_PROBLEM REQUIREMENTS_
Locate each line in the records below that contains the word "trim" and copy those lines.

_LISTED RECORDS_

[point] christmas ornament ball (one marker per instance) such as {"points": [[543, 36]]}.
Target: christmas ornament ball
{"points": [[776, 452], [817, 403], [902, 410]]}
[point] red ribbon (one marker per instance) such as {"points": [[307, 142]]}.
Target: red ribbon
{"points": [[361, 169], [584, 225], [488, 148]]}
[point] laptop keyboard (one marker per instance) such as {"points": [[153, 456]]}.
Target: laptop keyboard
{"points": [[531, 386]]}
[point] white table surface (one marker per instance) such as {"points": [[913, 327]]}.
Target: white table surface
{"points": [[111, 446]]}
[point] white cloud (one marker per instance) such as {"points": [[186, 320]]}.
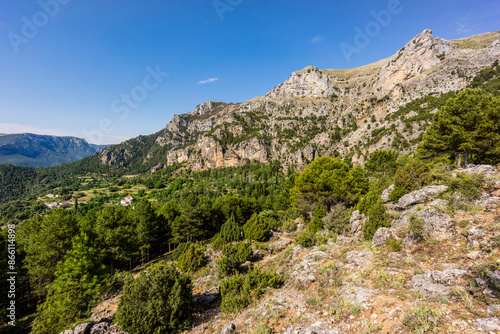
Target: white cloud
{"points": [[317, 39], [209, 80]]}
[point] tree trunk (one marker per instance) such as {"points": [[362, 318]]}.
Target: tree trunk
{"points": [[459, 160]]}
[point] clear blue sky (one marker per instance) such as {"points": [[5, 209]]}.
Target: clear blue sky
{"points": [[68, 70]]}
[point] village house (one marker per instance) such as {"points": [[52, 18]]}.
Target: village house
{"points": [[127, 200]]}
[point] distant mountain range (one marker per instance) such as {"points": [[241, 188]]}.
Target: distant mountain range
{"points": [[31, 150]]}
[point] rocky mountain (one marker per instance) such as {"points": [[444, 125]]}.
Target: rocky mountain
{"points": [[31, 150], [349, 112], [439, 276]]}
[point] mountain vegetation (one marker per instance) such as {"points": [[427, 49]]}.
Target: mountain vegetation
{"points": [[249, 213], [30, 150]]}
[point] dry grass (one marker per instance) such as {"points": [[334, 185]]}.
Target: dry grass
{"points": [[477, 41], [357, 71]]}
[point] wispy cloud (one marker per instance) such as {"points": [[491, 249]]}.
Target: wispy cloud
{"points": [[209, 80], [317, 39], [463, 28]]}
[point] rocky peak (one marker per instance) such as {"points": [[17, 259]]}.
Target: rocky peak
{"points": [[203, 108], [309, 82], [421, 54]]}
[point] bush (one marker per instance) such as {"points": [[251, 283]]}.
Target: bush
{"points": [[158, 301], [377, 218], [238, 291], [316, 223], [469, 188], [339, 219], [230, 231], [193, 258], [417, 227], [179, 250], [421, 319], [256, 229], [233, 257], [414, 175], [289, 225], [305, 239]]}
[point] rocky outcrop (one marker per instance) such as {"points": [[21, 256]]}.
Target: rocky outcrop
{"points": [[435, 283], [437, 225], [420, 196], [102, 327], [382, 236], [357, 221], [386, 194], [489, 325]]}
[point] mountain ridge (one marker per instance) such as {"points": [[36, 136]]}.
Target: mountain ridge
{"points": [[33, 150], [313, 112]]}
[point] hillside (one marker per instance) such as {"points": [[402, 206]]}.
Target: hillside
{"points": [[361, 200], [31, 150], [350, 112]]}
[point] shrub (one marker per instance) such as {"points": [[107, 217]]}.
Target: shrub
{"points": [[377, 217], [414, 175], [395, 245], [230, 231], [238, 291], [158, 301], [339, 219], [468, 188], [316, 223], [233, 257], [179, 250], [289, 225], [193, 258], [417, 227], [256, 229], [305, 239], [421, 319]]}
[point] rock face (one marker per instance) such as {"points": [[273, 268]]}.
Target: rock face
{"points": [[437, 225], [382, 236], [357, 220], [434, 283], [386, 194], [294, 123], [421, 195]]}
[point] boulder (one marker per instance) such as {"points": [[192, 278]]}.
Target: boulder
{"points": [[435, 283], [228, 329], [493, 310], [488, 325], [476, 238], [83, 328], [356, 295], [412, 239], [437, 225], [386, 194], [100, 328], [358, 260], [382, 236], [341, 240], [420, 196]]}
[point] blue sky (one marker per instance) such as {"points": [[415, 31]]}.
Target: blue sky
{"points": [[98, 69]]}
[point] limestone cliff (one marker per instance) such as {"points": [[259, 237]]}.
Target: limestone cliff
{"points": [[315, 112]]}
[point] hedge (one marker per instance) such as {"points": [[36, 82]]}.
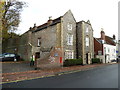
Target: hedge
{"points": [[72, 62], [96, 60]]}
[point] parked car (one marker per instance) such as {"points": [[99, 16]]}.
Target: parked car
{"points": [[9, 57]]}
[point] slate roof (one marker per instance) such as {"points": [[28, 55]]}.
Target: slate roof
{"points": [[45, 25], [108, 40]]}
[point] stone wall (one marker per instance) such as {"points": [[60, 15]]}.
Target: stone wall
{"points": [[68, 18]]}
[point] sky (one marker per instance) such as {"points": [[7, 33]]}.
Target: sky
{"points": [[101, 13]]}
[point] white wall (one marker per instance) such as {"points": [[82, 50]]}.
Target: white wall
{"points": [[110, 52]]}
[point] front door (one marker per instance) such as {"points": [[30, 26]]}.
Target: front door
{"points": [[37, 55], [87, 58]]}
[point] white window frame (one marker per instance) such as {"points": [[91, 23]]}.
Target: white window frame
{"points": [[69, 54], [38, 42], [69, 26], [69, 39], [87, 40], [87, 30]]}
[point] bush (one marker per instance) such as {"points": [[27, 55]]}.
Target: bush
{"points": [[72, 62], [96, 60]]}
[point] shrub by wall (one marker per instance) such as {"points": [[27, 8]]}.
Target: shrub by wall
{"points": [[72, 62]]}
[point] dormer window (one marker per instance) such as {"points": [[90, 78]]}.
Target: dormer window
{"points": [[39, 42]]}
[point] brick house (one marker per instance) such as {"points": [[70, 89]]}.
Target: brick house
{"points": [[85, 41], [57, 40], [105, 48]]}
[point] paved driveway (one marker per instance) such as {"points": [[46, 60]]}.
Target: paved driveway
{"points": [[9, 67]]}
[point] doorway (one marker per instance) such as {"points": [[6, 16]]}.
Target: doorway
{"points": [[86, 58], [37, 55]]}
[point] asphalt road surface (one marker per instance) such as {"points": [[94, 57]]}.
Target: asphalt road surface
{"points": [[100, 77]]}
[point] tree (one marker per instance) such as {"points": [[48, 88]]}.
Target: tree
{"points": [[11, 17]]}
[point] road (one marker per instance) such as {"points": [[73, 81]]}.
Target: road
{"points": [[100, 77]]}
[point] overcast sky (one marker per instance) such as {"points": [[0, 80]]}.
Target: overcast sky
{"points": [[101, 13]]}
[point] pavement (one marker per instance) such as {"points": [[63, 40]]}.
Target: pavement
{"points": [[34, 74]]}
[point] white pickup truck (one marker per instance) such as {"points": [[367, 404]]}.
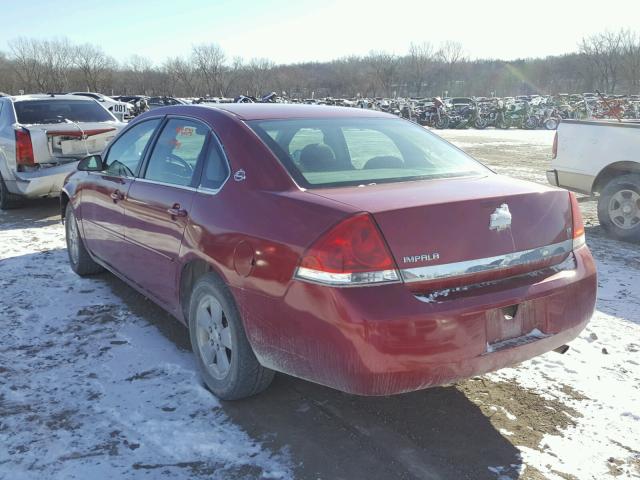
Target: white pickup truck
{"points": [[602, 158]]}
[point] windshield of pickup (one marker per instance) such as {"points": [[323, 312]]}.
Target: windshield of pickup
{"points": [[358, 151], [56, 110]]}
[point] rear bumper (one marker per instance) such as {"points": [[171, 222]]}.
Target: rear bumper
{"points": [[382, 340], [45, 182]]}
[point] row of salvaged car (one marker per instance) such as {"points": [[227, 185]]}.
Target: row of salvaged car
{"points": [[526, 112]]}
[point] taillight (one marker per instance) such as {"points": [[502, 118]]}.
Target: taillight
{"points": [[351, 253], [24, 148], [577, 224]]}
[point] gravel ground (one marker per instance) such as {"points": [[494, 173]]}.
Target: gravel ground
{"points": [[97, 382]]}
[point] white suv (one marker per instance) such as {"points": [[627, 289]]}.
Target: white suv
{"points": [[42, 138], [121, 110]]}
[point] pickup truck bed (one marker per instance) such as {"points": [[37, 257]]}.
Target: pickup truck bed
{"points": [[602, 158]]}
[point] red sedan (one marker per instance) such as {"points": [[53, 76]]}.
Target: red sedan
{"points": [[343, 246]]}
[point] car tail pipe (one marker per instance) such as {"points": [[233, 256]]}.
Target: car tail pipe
{"points": [[561, 349]]}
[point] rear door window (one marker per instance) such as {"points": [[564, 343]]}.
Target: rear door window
{"points": [[126, 153], [215, 170], [57, 110], [176, 154], [328, 152]]}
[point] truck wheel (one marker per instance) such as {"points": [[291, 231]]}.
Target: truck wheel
{"points": [[79, 258], [226, 360], [8, 200], [619, 207]]}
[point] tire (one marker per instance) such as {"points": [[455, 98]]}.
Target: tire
{"points": [[442, 123], [79, 258], [480, 123], [503, 124], [551, 123], [225, 358], [619, 207], [8, 200]]}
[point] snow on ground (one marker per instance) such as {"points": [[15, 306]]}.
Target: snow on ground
{"points": [[90, 391], [599, 377]]}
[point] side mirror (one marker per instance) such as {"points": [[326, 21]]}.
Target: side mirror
{"points": [[92, 163]]}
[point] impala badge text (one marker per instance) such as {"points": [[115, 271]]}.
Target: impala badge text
{"points": [[425, 257]]}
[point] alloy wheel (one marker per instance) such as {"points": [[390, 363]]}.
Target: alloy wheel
{"points": [[73, 239]]}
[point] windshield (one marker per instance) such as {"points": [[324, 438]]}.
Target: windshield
{"points": [[59, 111], [358, 151]]}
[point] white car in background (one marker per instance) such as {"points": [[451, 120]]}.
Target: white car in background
{"points": [[119, 109], [42, 138]]}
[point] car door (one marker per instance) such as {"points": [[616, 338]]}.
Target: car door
{"points": [[103, 194], [158, 204]]}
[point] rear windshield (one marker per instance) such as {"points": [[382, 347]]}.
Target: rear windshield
{"points": [[59, 111], [358, 151]]}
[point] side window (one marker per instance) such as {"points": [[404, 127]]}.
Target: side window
{"points": [[5, 115], [177, 151], [370, 148], [126, 153], [215, 169]]}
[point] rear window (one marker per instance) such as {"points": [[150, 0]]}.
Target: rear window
{"points": [[341, 152], [60, 111]]}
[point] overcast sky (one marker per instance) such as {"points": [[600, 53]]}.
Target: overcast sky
{"points": [[295, 31]]}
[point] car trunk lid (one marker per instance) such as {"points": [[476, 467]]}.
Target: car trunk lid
{"points": [[59, 142]]}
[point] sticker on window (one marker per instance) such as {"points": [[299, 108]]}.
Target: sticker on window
{"points": [[185, 131]]}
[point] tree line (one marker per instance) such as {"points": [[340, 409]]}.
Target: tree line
{"points": [[608, 61]]}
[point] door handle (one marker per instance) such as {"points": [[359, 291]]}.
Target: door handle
{"points": [[116, 195], [176, 211]]}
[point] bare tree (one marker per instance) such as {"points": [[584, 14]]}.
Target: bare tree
{"points": [[94, 65], [384, 66], [604, 53], [181, 75], [631, 60], [140, 69]]}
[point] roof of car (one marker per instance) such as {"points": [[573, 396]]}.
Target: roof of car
{"points": [[277, 111]]}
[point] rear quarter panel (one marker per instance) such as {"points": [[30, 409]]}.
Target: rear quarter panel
{"points": [[585, 148]]}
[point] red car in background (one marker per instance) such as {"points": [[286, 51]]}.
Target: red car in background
{"points": [[347, 247]]}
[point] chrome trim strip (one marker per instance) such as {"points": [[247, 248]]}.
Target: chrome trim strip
{"points": [[165, 184], [500, 262], [347, 279]]}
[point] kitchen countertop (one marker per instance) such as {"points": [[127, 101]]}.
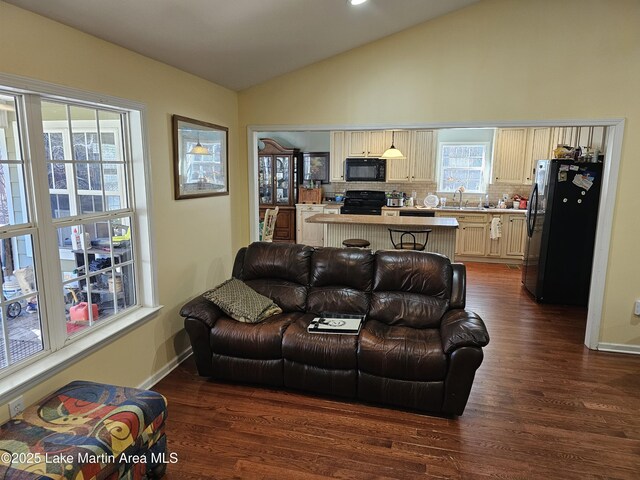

_REPLY_
[point] chrome trim strip (one marker per instance) such as {"points": [[247, 248]]}.
Target: chrome trim strip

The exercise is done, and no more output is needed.